### PROBLEMS
1. List every username that appears as a post author in the OBS forum thread.
2. In the OBS forum thread, rewrite the paragraph beginning "All we really need is a simple script" in fewer words, keeping its main facts.
3. According to the OBS forum thread, what did the OBS Studio 28 milestone show on Jun 4, 2022?

### QUOTED TEXT
▼

With Apple releasing their first Apple Silicon by the end of the year. What are the plans for OBS on those systems? Do you think it’ll be a pain in the butt or a smooth transition? I’m a recent user of OBS but I don’t know anything about programming or coding. Has this discussion have taken...




					obsproject.com


----------



## Talonis (Apr 19, 2022)

Version 28, not 27.2.


----------



## brentmanley54 (Jun 4, 2022)

When will be able to download obs version 28


----------



## Talonis (Jun 4, 2022)

They said "sometime in 2022" so anytime up till 31st December.

OBS Studio 28 milestone currently shows "91% complete, no due date"









						OBS Studio 28.0 Milestone · obsproject/obs-studio
					

OBS Studio - Free and open source software for live streaming and screen recording - OBS Studio 28.0 Milestone · obsproject/obs-studio




					github.com


----------



## Talonis (Jun 4, 2022)

The main issue then will be plugins compatibility.


----------



## Talonis (Jul 6, 2022)

A month later and the v. 28 build has actually gone backwards to 90%. :-)


----------



## azaire1180 (Jul 9, 2022)

Bonjour, j'espère pouvoir voir cette mise à jour rapidement


----------



## Fbosman (Jul 10, 2022)

azaire1180 said:


> Bonjour, j'espère pouvoir voir cette mise à jour rapidement


Please , use English in this forum. A lot of people cannot read French.


----------



## gaie_lord (Jul 10, 2022)

All we really need is a simple script that adds a "Translate this" link below every post - just like direct messages on AirBnB do it.

▲

### ENTRIES SUPPLIED

▼

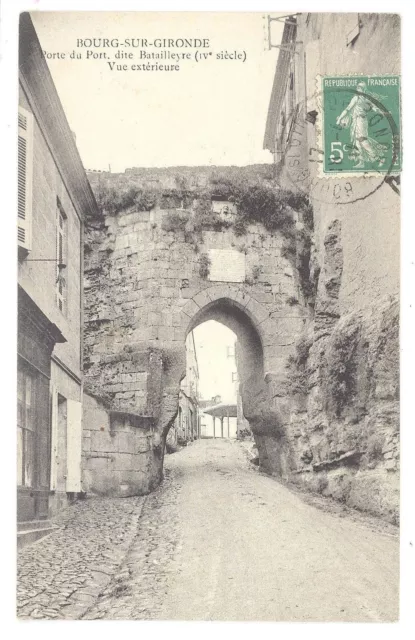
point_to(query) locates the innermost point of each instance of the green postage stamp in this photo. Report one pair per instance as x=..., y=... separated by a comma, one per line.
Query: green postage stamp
x=361, y=124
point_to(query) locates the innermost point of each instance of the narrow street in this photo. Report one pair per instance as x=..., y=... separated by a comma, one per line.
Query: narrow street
x=217, y=541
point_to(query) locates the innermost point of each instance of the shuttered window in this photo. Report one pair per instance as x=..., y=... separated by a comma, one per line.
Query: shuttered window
x=25, y=173
x=25, y=428
x=61, y=241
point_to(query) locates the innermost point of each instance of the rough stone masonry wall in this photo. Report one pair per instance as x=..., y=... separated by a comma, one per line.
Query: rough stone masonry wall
x=343, y=438
x=146, y=286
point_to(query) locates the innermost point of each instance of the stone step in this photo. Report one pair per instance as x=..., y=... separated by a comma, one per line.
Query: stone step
x=29, y=532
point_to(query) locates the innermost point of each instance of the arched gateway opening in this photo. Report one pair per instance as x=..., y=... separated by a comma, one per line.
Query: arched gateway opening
x=248, y=364
x=253, y=329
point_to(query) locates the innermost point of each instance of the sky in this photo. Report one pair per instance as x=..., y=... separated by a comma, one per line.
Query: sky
x=209, y=112
x=215, y=366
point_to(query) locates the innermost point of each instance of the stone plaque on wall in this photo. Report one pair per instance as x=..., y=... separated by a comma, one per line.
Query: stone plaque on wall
x=226, y=265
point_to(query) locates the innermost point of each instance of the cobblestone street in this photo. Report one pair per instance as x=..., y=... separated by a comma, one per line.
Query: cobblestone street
x=217, y=541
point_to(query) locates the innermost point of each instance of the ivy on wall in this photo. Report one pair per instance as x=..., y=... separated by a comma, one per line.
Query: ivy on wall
x=257, y=201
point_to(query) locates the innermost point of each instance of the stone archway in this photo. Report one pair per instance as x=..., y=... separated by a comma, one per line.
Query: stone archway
x=146, y=288
x=259, y=356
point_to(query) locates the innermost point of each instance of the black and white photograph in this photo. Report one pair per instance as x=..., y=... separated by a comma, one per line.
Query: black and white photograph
x=208, y=210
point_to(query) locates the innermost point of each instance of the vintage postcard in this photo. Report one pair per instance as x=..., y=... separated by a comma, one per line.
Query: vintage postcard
x=208, y=316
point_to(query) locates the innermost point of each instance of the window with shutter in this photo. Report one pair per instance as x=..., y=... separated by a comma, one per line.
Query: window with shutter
x=61, y=252
x=25, y=172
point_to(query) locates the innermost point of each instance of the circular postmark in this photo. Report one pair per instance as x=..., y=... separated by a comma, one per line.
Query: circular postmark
x=344, y=149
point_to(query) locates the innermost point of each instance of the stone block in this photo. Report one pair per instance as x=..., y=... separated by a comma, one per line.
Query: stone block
x=141, y=443
x=125, y=442
x=101, y=441
x=202, y=298
x=257, y=310
x=190, y=308
x=124, y=461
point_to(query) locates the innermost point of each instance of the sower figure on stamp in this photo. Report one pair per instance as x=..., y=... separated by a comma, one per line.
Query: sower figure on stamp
x=355, y=116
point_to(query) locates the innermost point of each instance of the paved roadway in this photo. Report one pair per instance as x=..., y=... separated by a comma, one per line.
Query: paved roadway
x=220, y=541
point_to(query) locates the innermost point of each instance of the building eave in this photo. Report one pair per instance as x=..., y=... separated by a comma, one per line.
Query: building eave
x=49, y=113
x=279, y=85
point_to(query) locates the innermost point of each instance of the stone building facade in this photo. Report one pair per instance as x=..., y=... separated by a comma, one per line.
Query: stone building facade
x=54, y=197
x=343, y=438
x=186, y=426
x=149, y=282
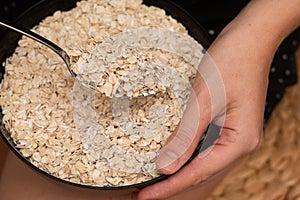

▲

### ANSWERS IN ORDER
1. Talonis, brentmanley54, azaire1180, Fbosman, gaie_lord

2. A simple script adding a "Translate this" link under each post, as AirBnB does for direct messages, is all that's needed.

3. It showed "91% complete, no due date."